### EXCERPTED RECORDS
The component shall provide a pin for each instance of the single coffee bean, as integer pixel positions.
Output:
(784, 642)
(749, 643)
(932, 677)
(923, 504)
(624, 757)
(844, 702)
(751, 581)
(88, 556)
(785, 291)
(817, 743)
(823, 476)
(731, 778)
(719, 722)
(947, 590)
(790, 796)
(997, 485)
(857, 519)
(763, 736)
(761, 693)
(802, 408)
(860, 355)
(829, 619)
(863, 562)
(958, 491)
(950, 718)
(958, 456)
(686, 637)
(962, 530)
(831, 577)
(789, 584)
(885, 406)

### PROBLEM
Retype all of the entries. Keep each one exactly as written.

### EXERCISE SOLUTION
The component shall provide a pin for each instance of the single coffee bean, as integer pixel positions.
Output:
(784, 642)
(749, 643)
(932, 677)
(923, 504)
(624, 757)
(844, 702)
(751, 581)
(88, 556)
(785, 291)
(817, 743)
(823, 476)
(731, 778)
(719, 722)
(947, 590)
(790, 796)
(997, 485)
(857, 519)
(763, 736)
(761, 693)
(802, 408)
(860, 355)
(829, 619)
(863, 562)
(958, 491)
(950, 718)
(958, 456)
(686, 637)
(962, 530)
(831, 577)
(789, 584)
(885, 406)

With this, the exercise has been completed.